* BEGIN *
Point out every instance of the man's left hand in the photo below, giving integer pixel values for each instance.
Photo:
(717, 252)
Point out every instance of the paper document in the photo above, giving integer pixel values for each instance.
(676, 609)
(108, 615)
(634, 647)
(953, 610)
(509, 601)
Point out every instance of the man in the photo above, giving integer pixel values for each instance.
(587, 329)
* END *
Rewrite the listing, replacing "integer pixel values" with "whole-number pixel coordinates" wherever it occurs and leaving everything else as it is.

▸ RIGHT ANSWER
Point out every instance of the man's left hand in the photo below, giving whole-number pixel coordinates for each instance.
Photo:
(717, 252)
Point out every instance of the paper document in the photo above, giving whole-number pixel coordinates for each instance.
(676, 609)
(108, 615)
(634, 647)
(953, 610)
(509, 601)
Point out every instance of the man in the photo above, giving whole-number pixel coordinates for each instance.
(587, 329)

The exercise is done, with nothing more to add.